[Task goal] Filter these entries down to the lines that hold the word "table", and show each of them.

[Records for the task]
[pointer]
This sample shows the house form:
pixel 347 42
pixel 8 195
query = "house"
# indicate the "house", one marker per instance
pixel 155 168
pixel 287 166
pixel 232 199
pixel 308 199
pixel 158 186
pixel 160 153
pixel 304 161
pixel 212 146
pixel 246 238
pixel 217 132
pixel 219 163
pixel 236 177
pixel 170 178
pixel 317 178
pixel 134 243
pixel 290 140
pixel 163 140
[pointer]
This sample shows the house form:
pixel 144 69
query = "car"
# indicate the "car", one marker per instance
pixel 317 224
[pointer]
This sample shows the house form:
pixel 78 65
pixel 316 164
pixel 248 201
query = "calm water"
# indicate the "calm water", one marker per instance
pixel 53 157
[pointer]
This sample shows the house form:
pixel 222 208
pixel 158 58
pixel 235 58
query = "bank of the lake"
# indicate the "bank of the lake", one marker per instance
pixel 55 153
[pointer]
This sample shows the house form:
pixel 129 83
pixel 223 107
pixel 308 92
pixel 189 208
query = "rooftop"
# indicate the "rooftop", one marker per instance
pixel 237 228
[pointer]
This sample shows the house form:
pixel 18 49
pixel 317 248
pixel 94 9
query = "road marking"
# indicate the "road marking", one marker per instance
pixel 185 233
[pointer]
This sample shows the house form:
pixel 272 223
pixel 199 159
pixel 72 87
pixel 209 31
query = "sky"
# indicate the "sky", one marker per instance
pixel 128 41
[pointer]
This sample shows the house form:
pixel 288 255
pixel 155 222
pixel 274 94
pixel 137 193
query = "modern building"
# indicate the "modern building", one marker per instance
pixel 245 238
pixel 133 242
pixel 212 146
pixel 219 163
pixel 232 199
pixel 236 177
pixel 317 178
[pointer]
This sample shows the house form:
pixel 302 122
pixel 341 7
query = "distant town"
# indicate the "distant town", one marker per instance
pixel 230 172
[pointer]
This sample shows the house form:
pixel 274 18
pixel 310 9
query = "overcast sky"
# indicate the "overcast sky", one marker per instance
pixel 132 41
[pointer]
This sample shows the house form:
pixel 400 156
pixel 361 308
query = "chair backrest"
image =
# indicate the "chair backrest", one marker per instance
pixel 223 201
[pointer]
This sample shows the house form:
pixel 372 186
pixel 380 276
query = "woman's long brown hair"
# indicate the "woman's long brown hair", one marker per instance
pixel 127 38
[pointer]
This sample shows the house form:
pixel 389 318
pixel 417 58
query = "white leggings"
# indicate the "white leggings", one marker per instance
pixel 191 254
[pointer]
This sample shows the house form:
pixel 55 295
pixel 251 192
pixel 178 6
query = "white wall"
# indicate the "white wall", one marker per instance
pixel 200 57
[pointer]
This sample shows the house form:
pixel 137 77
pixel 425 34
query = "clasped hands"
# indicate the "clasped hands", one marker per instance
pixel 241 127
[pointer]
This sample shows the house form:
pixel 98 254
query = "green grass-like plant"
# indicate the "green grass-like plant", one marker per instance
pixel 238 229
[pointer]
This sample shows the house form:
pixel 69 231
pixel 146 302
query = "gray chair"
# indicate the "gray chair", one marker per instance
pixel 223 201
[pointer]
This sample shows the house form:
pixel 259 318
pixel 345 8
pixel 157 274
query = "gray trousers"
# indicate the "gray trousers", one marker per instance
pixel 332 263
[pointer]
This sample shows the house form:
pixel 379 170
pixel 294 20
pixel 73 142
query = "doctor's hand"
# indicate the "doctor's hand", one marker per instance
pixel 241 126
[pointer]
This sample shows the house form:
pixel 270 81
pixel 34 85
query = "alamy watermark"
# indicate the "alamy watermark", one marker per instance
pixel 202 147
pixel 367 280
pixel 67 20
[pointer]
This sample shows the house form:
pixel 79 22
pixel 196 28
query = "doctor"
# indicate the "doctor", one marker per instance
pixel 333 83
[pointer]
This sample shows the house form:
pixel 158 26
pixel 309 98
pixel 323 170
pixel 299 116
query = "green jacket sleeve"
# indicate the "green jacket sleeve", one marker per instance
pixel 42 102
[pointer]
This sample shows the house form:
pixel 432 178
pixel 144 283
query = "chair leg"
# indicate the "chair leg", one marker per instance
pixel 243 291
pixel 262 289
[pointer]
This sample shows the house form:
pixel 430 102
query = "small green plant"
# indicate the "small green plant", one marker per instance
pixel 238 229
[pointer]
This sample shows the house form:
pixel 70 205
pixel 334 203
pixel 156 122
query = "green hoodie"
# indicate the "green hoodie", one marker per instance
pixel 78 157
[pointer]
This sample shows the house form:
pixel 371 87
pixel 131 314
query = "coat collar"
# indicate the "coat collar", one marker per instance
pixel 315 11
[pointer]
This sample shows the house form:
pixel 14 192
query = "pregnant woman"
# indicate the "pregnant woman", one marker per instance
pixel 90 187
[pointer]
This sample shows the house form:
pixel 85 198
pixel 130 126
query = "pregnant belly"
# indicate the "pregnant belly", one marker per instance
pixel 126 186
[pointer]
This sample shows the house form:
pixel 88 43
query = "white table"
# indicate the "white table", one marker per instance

[Response area]
query = "white table"
# indicate the "white table", one marker per instance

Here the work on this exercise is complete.